## Provided material
- - -

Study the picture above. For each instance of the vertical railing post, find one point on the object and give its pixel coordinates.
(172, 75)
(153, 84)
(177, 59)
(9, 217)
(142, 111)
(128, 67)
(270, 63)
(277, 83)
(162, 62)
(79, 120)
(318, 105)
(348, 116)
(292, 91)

- - -

Reproduce the entire listing above line for line, without any alteration.

## The output
Study the picture above. For each instance of the vertical railing post, find one point on the object and give its pixel coordinates.
(172, 75)
(153, 84)
(177, 59)
(9, 217)
(142, 111)
(128, 67)
(270, 63)
(277, 83)
(162, 62)
(79, 120)
(318, 105)
(348, 116)
(292, 91)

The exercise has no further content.